* [WHAT THIS TASK INVOLVES]: Reproduce the listing below line for line, changing nothing.
***** DATA TO PROCESS *****
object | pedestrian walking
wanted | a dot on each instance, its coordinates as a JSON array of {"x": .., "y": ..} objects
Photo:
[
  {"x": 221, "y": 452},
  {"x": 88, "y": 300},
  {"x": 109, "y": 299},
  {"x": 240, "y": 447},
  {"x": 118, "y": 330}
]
*****
* [ANSWER TO THE PROBLEM]:
object | pedestrian walking
wanted | a dot on each instance, its coordinates as a JSON array of {"x": .., "y": ..} objects
Photo:
[
  {"x": 221, "y": 452},
  {"x": 88, "y": 300},
  {"x": 109, "y": 299},
  {"x": 240, "y": 447},
  {"x": 118, "y": 330}
]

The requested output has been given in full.